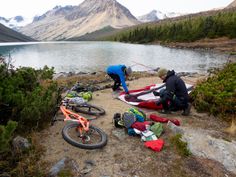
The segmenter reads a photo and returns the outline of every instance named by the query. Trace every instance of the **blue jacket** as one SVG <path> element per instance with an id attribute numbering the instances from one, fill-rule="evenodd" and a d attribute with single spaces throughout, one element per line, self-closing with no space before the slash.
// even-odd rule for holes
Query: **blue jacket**
<path id="1" fill-rule="evenodd" d="M 126 68 L 125 65 L 112 65 L 107 68 L 106 72 L 107 74 L 117 74 L 120 77 L 122 87 L 124 88 L 125 92 L 128 93 L 129 90 L 125 83 L 125 73 L 124 73 L 125 68 Z"/>

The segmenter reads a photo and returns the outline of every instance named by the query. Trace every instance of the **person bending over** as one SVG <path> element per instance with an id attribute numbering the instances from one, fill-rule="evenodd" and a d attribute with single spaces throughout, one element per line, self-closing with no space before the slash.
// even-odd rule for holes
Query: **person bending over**
<path id="1" fill-rule="evenodd" d="M 153 93 L 160 96 L 160 100 L 156 104 L 162 104 L 161 113 L 168 114 L 171 111 L 183 110 L 182 115 L 189 115 L 191 104 L 184 81 L 175 74 L 174 70 L 167 71 L 165 68 L 160 68 L 157 76 L 163 80 L 163 83 L 166 83 L 166 89 L 161 90 L 160 93 Z"/>
<path id="2" fill-rule="evenodd" d="M 122 84 L 125 93 L 129 95 L 125 80 L 132 73 L 131 67 L 126 67 L 125 65 L 112 65 L 107 68 L 106 72 L 114 80 L 112 90 L 121 90 L 120 85 Z"/>

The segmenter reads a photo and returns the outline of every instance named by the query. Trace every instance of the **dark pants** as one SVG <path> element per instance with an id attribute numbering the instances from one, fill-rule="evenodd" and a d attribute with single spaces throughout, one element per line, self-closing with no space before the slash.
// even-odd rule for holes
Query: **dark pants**
<path id="1" fill-rule="evenodd" d="M 114 80 L 114 85 L 112 87 L 112 90 L 116 91 L 121 85 L 120 77 L 117 74 L 108 74 L 108 75 Z"/>
<path id="2" fill-rule="evenodd" d="M 183 97 L 176 97 L 170 96 L 170 94 L 167 91 L 164 91 L 160 95 L 160 102 L 163 106 L 164 110 L 168 111 L 178 111 L 178 110 L 184 110 L 188 107 L 188 99 Z"/>

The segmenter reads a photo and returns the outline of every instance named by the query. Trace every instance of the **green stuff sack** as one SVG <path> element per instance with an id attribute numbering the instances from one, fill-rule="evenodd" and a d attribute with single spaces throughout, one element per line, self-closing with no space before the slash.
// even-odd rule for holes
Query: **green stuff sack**
<path id="1" fill-rule="evenodd" d="M 78 93 L 75 92 L 75 91 L 69 91 L 67 94 L 66 94 L 66 97 L 68 98 L 75 98 L 75 97 L 78 97 Z"/>
<path id="2" fill-rule="evenodd" d="M 163 127 L 160 122 L 155 123 L 151 126 L 150 130 L 157 136 L 160 137 L 163 132 Z"/>
<path id="3" fill-rule="evenodd" d="M 79 96 L 82 97 L 86 101 L 90 101 L 93 98 L 93 93 L 92 92 L 80 92 Z"/>
<path id="4" fill-rule="evenodd" d="M 130 108 L 128 112 L 133 113 L 138 122 L 144 122 L 146 120 L 146 114 L 137 108 Z"/>

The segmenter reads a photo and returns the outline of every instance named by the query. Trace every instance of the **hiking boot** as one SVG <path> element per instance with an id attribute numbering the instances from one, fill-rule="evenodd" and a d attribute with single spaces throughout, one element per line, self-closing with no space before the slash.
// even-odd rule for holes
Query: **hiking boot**
<path id="1" fill-rule="evenodd" d="M 169 110 L 164 110 L 164 109 L 159 111 L 159 113 L 161 113 L 161 114 L 171 114 L 171 112 Z"/>
<path id="2" fill-rule="evenodd" d="M 192 107 L 191 103 L 188 103 L 188 107 L 184 109 L 182 115 L 188 116 L 190 114 L 191 107 Z"/>

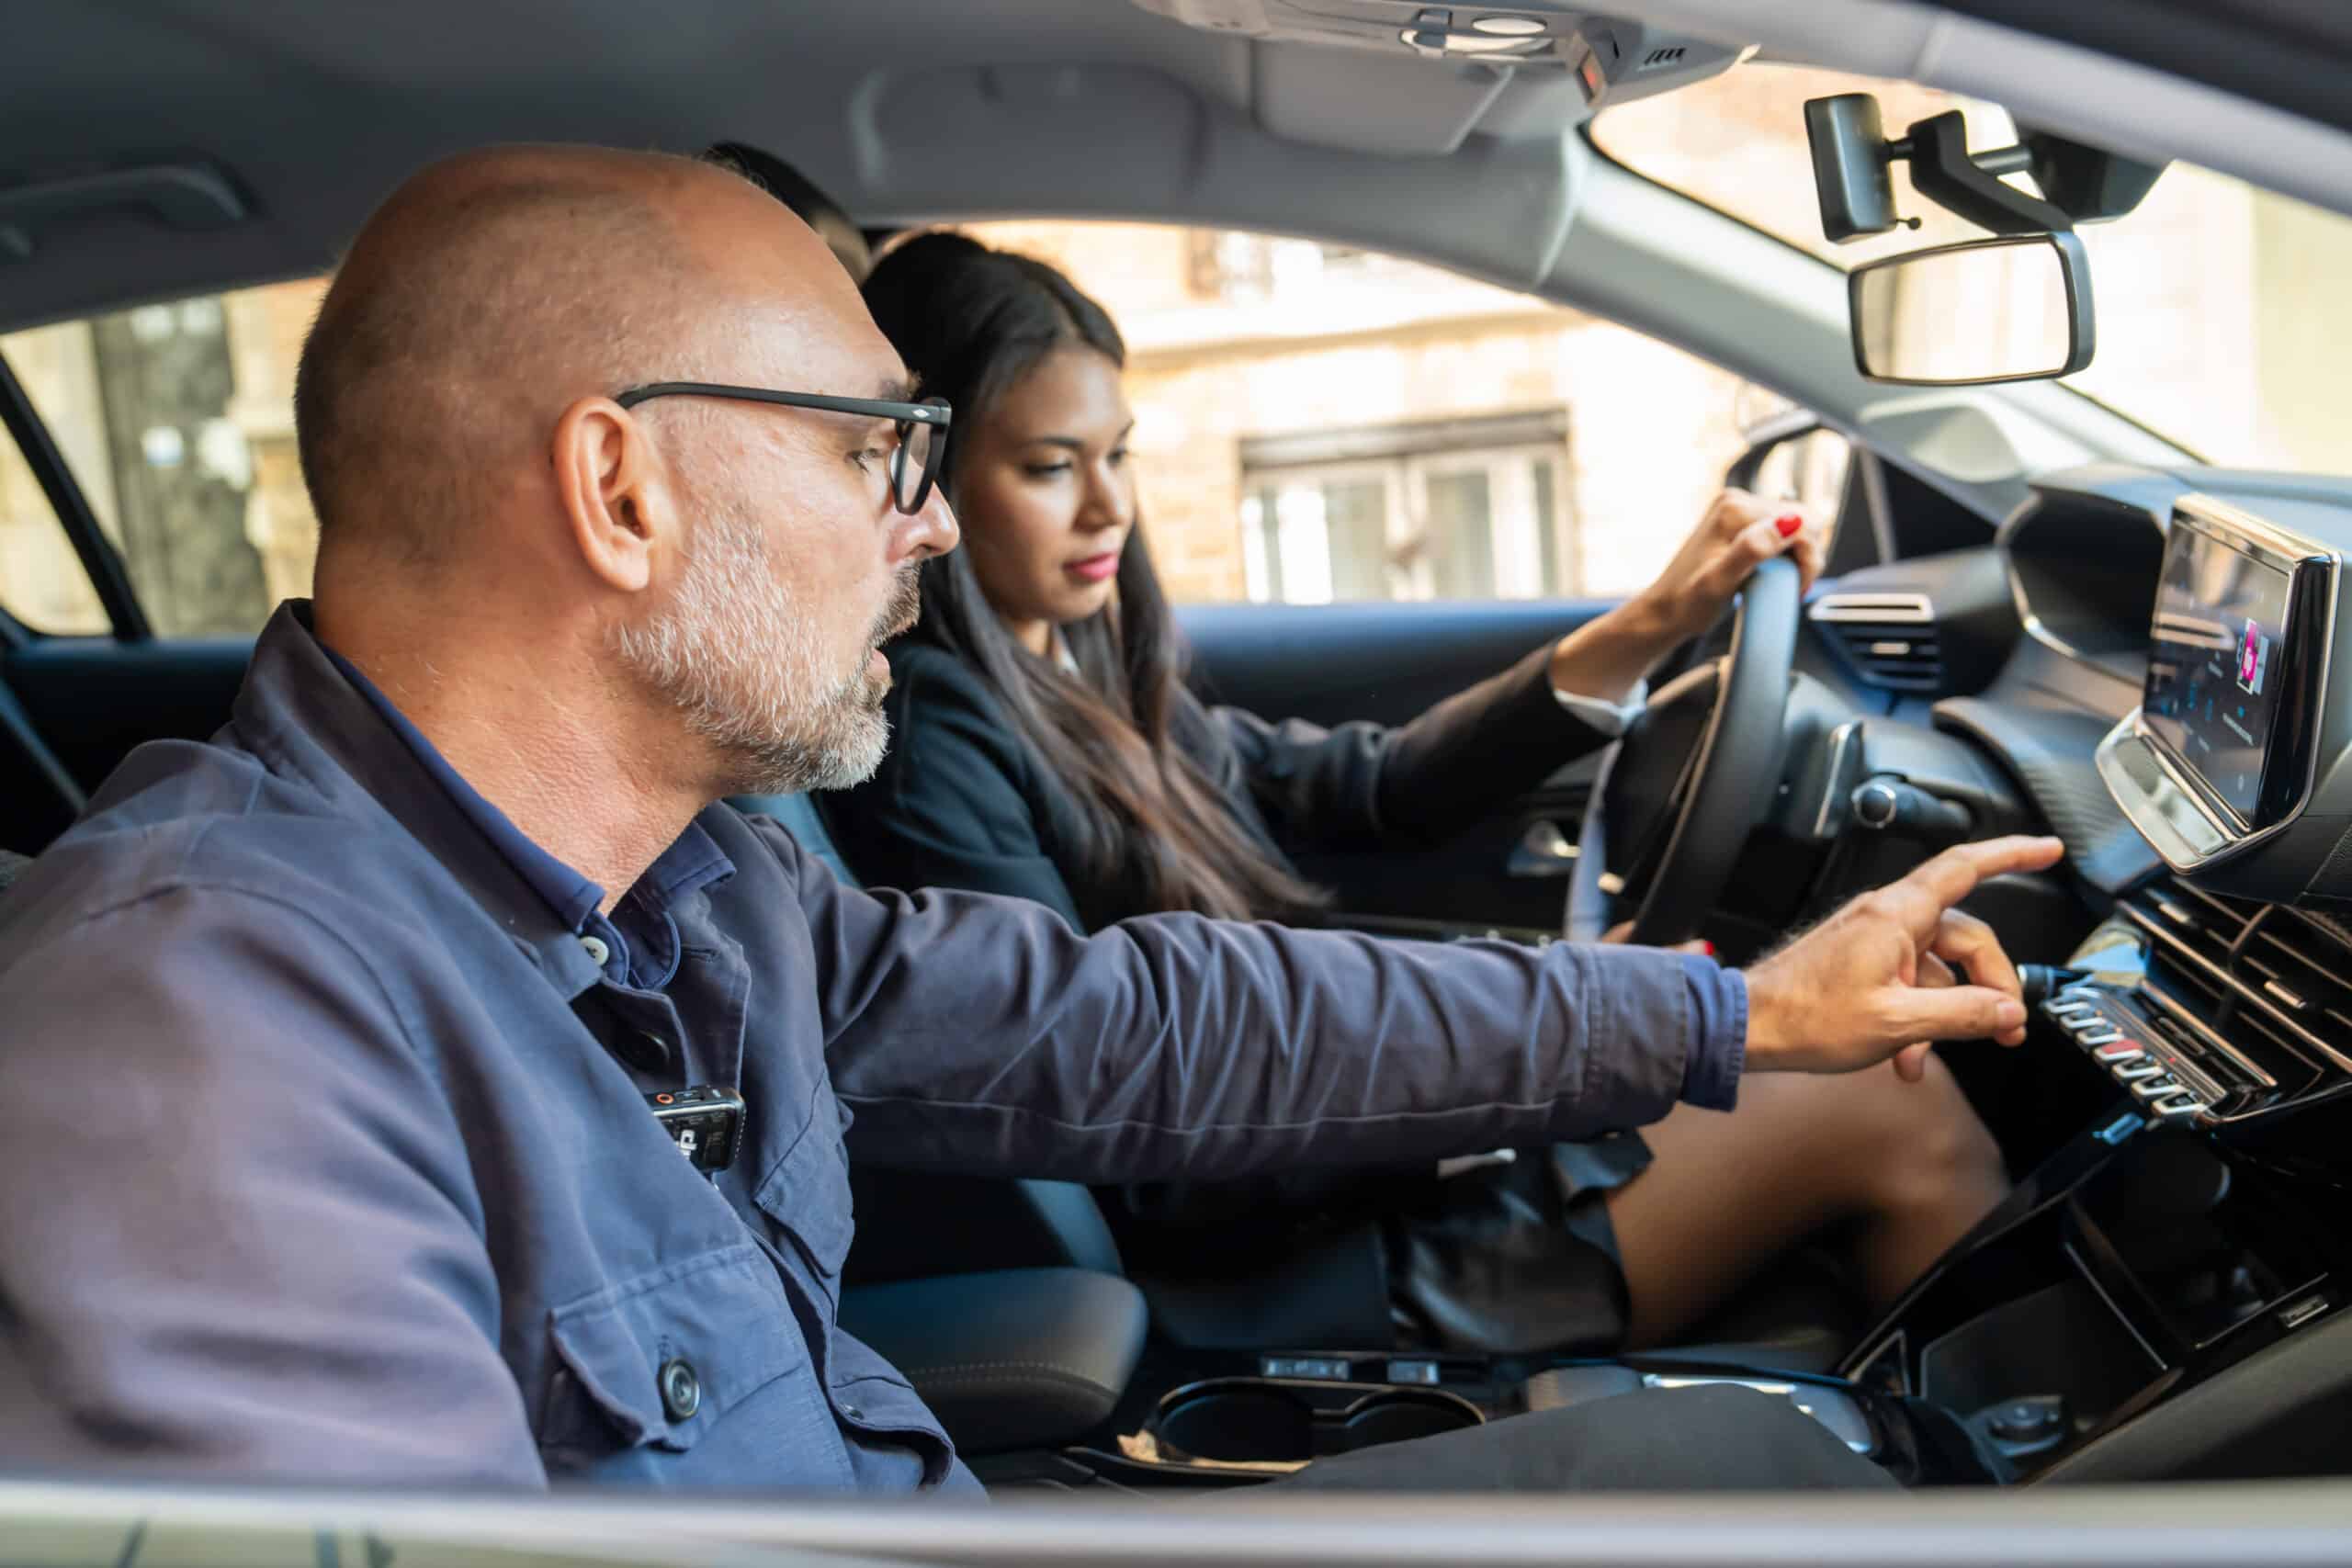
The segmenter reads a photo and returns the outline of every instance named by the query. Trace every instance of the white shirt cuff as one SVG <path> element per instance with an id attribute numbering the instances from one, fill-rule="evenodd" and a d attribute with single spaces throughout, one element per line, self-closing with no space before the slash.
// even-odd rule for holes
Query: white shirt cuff
<path id="1" fill-rule="evenodd" d="M 1552 695 L 1562 707 L 1613 739 L 1631 729 L 1634 721 L 1642 716 L 1642 710 L 1650 705 L 1650 683 L 1634 682 L 1634 689 L 1625 694 L 1622 703 L 1605 703 L 1580 692 L 1562 691 L 1558 686 L 1552 688 Z"/>

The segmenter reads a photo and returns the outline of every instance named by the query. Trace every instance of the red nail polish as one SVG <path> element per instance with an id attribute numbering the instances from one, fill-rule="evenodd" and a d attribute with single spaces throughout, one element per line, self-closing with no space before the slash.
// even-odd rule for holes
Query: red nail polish
<path id="1" fill-rule="evenodd" d="M 1785 539 L 1790 535 L 1804 526 L 1804 519 L 1798 516 L 1795 513 L 1791 512 L 1774 518 L 1772 520 L 1772 526 L 1778 528 L 1781 531 L 1781 537 Z"/>
<path id="2" fill-rule="evenodd" d="M 1709 942 L 1706 938 L 1704 938 L 1704 937 L 1701 937 L 1701 938 L 1699 939 L 1699 945 L 1700 945 L 1701 947 L 1703 947 L 1703 948 L 1705 948 L 1705 949 L 1707 950 L 1707 956 L 1708 956 L 1708 957 L 1713 958 L 1713 957 L 1715 955 L 1715 944 L 1714 944 L 1713 942 Z"/>

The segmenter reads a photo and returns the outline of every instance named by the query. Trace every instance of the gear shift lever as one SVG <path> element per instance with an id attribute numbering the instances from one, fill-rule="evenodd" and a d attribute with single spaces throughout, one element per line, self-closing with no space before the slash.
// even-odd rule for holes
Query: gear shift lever
<path id="1" fill-rule="evenodd" d="M 2020 964 L 2018 979 L 2025 988 L 2026 1010 L 2030 1012 L 2060 991 L 2084 978 L 2079 969 L 2069 969 L 2059 964 Z"/>

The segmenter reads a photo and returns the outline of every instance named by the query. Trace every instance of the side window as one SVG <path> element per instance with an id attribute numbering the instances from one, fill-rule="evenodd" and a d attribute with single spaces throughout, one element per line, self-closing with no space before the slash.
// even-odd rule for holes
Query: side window
<path id="1" fill-rule="evenodd" d="M 54 379 L 68 329 L 18 333 L 6 340 L 10 367 L 29 390 Z M 0 435 L 0 611 L 37 632 L 107 631 L 106 606 L 82 570 L 57 510 L 15 441 Z"/>
<path id="2" fill-rule="evenodd" d="M 1142 224 L 973 225 L 1129 346 L 1145 525 L 1193 601 L 1615 596 L 1746 446 L 1754 389 L 1640 333 L 1377 253 Z M 1768 468 L 1826 495 L 1819 461 Z"/>
<path id="3" fill-rule="evenodd" d="M 250 636 L 279 600 L 310 592 L 318 529 L 295 457 L 294 362 L 322 287 L 199 295 L 0 337 L 159 635 Z M 31 513 L 19 481 L 41 529 L 21 522 Z M 107 629 L 13 450 L 0 459 L 0 595 L 41 631 Z"/>

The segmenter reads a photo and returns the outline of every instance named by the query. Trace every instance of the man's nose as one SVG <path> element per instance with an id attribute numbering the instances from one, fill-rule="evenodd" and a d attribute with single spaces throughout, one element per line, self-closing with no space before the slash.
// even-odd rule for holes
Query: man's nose
<path id="1" fill-rule="evenodd" d="M 908 560 L 944 556 L 963 542 L 964 530 L 956 521 L 956 509 L 947 504 L 947 493 L 936 485 L 921 512 L 901 516 L 905 527 L 899 543 Z"/>

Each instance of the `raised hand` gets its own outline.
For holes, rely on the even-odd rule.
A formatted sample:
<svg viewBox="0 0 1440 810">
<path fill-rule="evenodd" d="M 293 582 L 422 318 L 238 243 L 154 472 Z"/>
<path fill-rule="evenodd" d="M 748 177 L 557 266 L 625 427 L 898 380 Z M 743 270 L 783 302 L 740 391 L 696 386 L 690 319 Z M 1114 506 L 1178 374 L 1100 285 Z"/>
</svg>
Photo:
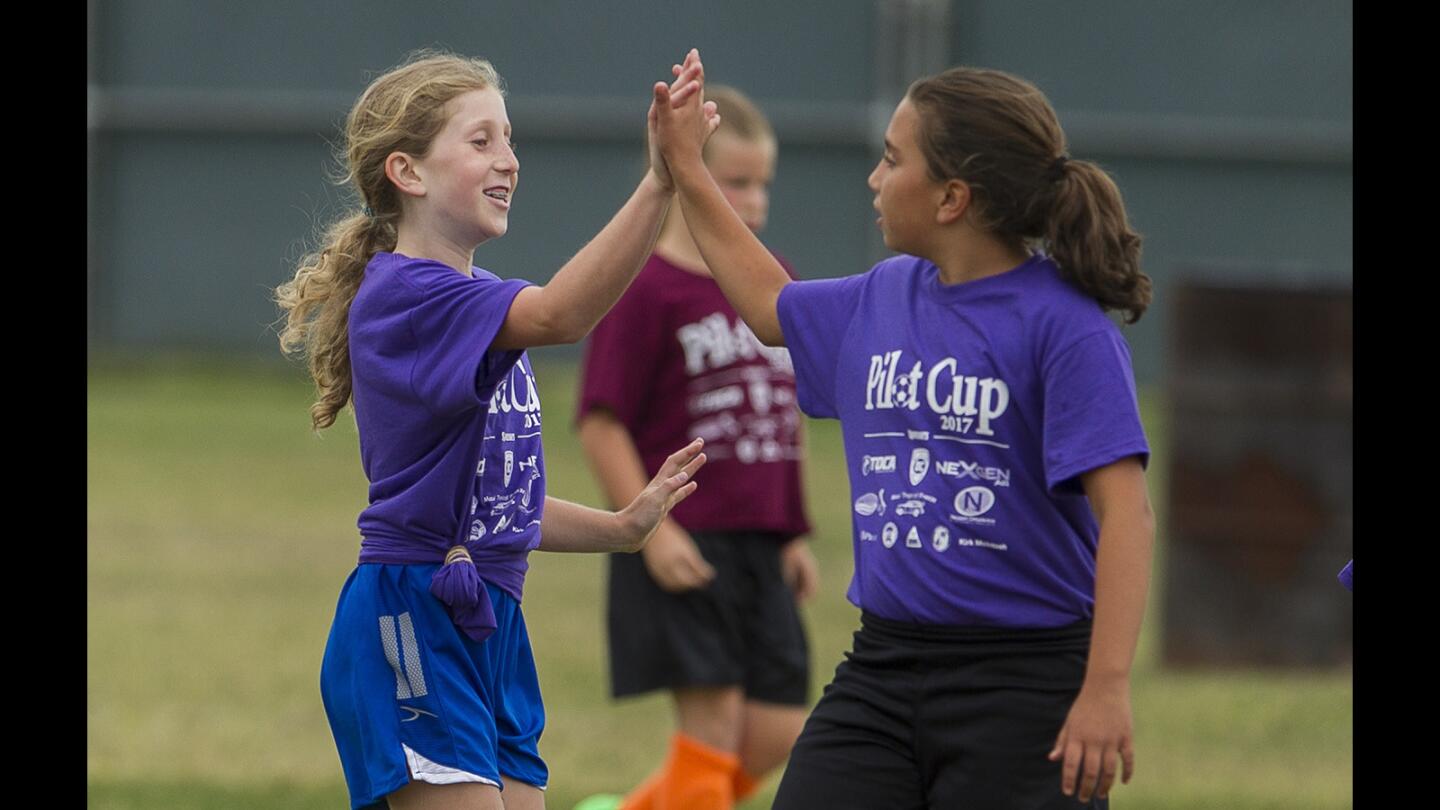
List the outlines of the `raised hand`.
<svg viewBox="0 0 1440 810">
<path fill-rule="evenodd" d="M 694 48 L 685 55 L 683 64 L 672 65 L 670 72 L 674 74 L 675 81 L 670 84 L 656 82 L 654 87 L 654 98 L 650 102 L 650 111 L 646 116 L 648 148 L 650 152 L 650 171 L 660 181 L 660 185 L 668 190 L 674 190 L 675 182 L 670 173 L 669 164 L 661 151 L 659 136 L 660 111 L 671 111 L 677 109 L 690 109 L 698 111 L 700 120 L 704 122 L 703 135 L 700 138 L 700 145 L 703 146 L 717 127 L 720 126 L 720 115 L 715 111 L 714 102 L 704 99 L 705 87 L 705 66 L 700 61 L 700 52 Z M 698 99 L 694 104 L 687 104 L 690 99 Z M 698 154 L 698 151 L 697 151 Z"/>
<path fill-rule="evenodd" d="M 705 440 L 696 439 L 672 453 L 635 500 L 620 510 L 620 519 L 635 536 L 630 551 L 643 548 L 675 504 L 695 491 L 697 485 L 690 479 L 705 466 L 705 454 L 700 452 L 704 447 Z"/>
</svg>

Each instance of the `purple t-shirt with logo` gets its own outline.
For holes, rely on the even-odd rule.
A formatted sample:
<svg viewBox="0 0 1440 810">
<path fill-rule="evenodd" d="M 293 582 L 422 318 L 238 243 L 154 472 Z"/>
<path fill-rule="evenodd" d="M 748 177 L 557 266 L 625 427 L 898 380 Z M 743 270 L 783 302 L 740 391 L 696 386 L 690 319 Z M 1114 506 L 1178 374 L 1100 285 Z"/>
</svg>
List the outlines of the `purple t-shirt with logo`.
<svg viewBox="0 0 1440 810">
<path fill-rule="evenodd" d="M 492 351 L 527 285 L 377 253 L 350 307 L 350 368 L 370 505 L 360 562 L 442 562 L 463 543 L 516 599 L 540 544 L 540 396 L 523 351 Z"/>
<path fill-rule="evenodd" d="M 1148 461 L 1130 351 L 1041 254 L 943 285 L 914 256 L 779 301 L 800 407 L 837 418 L 850 601 L 896 621 L 1090 618 L 1099 530 L 1081 473 Z"/>
</svg>

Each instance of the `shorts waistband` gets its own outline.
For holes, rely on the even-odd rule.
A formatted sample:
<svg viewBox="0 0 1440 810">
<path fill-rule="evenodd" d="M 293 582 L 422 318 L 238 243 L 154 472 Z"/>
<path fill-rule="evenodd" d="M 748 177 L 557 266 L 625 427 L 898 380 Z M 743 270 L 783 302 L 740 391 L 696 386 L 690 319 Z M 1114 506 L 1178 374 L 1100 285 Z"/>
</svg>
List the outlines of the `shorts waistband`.
<svg viewBox="0 0 1440 810">
<path fill-rule="evenodd" d="M 1085 650 L 1090 646 L 1091 621 L 1082 619 L 1060 627 L 967 627 L 947 624 L 913 624 L 860 612 L 860 632 L 877 640 L 935 647 L 1037 647 Z"/>
</svg>

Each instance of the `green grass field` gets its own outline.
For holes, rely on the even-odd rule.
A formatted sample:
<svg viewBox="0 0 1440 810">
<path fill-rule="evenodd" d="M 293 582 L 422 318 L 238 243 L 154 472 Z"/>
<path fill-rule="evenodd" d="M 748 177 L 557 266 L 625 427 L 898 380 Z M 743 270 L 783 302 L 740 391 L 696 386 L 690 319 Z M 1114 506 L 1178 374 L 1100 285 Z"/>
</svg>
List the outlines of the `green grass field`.
<svg viewBox="0 0 1440 810">
<path fill-rule="evenodd" d="M 569 416 L 574 370 L 541 354 L 550 494 L 599 505 Z M 1151 492 L 1164 522 L 1165 426 Z M 198 360 L 93 364 L 88 395 L 88 806 L 338 808 L 321 651 L 365 503 L 353 421 L 316 437 L 303 373 Z M 822 592 L 807 606 L 815 694 L 858 612 L 838 424 L 806 469 Z M 1158 553 L 1164 553 L 1160 538 Z M 1157 560 L 1157 571 L 1161 560 Z M 606 696 L 602 560 L 536 554 L 525 612 L 549 722 L 551 810 L 622 792 L 663 754 L 668 703 Z M 1134 673 L 1137 770 L 1116 807 L 1348 808 L 1351 674 L 1184 672 L 1156 663 L 1158 581 Z M 747 802 L 770 806 L 778 779 Z"/>
</svg>

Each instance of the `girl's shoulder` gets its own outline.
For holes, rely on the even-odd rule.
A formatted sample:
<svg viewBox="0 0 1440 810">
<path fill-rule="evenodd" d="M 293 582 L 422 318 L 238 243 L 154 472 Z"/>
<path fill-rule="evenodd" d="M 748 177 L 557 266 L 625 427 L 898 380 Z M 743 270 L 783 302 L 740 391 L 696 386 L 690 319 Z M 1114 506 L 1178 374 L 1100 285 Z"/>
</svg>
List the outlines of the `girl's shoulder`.
<svg viewBox="0 0 1440 810">
<path fill-rule="evenodd" d="M 459 276 L 455 269 L 434 259 L 415 258 L 381 251 L 365 265 L 365 280 L 372 285 L 407 287 L 425 292 L 445 280 L 445 273 Z"/>
<path fill-rule="evenodd" d="M 1037 297 L 1042 298 L 1051 318 L 1085 333 L 1120 331 L 1100 302 L 1067 279 L 1055 262 L 1039 263 L 1034 276 L 1034 287 L 1041 294 Z"/>
</svg>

= = = =

__Directions__
Out of the entries, report each line that contains the word "gets".

__Answer box__
Each instance of the `raised hand` gets its own outline.
Each instance of the `purple t-shirt with logo` gets its own outline.
Each instance of the `shorts waistband` gets its own outline.
Each instance of the `green grass field` gets its own outline.
Each instance of the `girl's shoulder` gets its own outline.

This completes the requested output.